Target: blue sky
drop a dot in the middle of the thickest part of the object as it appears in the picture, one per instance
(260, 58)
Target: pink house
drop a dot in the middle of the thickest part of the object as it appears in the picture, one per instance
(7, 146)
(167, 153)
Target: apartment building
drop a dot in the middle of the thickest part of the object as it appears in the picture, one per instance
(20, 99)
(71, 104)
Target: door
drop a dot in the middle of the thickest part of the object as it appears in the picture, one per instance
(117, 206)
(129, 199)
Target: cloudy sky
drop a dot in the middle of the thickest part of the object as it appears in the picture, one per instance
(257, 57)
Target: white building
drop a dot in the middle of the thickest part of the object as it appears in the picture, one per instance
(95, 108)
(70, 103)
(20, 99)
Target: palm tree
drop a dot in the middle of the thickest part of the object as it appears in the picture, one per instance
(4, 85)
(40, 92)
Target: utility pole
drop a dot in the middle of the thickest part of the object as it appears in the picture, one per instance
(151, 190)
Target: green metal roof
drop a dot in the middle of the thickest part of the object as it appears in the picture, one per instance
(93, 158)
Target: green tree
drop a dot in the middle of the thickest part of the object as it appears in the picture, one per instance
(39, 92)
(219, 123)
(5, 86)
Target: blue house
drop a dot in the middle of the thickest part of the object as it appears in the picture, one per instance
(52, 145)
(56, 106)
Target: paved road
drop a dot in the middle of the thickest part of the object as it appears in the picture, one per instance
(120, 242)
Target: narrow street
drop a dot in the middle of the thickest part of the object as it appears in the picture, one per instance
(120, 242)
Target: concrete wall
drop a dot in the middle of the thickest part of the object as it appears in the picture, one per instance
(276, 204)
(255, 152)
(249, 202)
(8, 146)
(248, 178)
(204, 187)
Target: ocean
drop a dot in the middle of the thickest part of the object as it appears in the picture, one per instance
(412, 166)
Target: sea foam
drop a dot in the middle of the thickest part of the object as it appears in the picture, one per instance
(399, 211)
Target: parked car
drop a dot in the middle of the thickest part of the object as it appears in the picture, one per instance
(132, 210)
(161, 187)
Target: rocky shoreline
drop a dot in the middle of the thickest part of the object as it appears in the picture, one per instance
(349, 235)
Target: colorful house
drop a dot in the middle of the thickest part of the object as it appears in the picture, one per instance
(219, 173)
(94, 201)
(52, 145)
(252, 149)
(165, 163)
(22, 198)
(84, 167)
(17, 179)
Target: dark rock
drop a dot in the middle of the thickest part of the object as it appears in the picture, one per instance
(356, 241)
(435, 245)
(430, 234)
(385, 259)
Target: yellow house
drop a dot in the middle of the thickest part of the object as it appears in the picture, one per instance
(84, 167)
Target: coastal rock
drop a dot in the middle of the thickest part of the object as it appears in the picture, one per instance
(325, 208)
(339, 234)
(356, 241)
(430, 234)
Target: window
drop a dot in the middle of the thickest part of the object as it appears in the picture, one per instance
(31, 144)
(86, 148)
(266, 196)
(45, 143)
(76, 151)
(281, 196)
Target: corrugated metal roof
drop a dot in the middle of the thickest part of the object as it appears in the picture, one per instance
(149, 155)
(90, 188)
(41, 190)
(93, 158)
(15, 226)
===
Your objective:
Retype only the lines above between the line with "Target: palm tree" and the line with "Target: paved road", counting those two lines as well, and keep every character as it is.

Written answer:
Target: palm tree
drop a dot in the middle of the thickest part of the object as it appears in the picture, one per instance
(4, 85)
(40, 92)
Target: utility pole
drop a dot in the middle of the thickest part of the object as it appears in the picture, one per instance
(151, 190)
Target: green metal roof
drop a dot in the middle of the thickest part of the object as it appears in the picture, one per instance
(93, 158)
Target: green tree
drop a dot in the middle of the thickest part of the object as it appears in the picture, one per instance
(39, 92)
(219, 123)
(5, 86)
Target: blue house
drop a dot in the middle of the thickest part of the object as it appears in the picture, one per instance
(52, 145)
(56, 106)
Target: paved road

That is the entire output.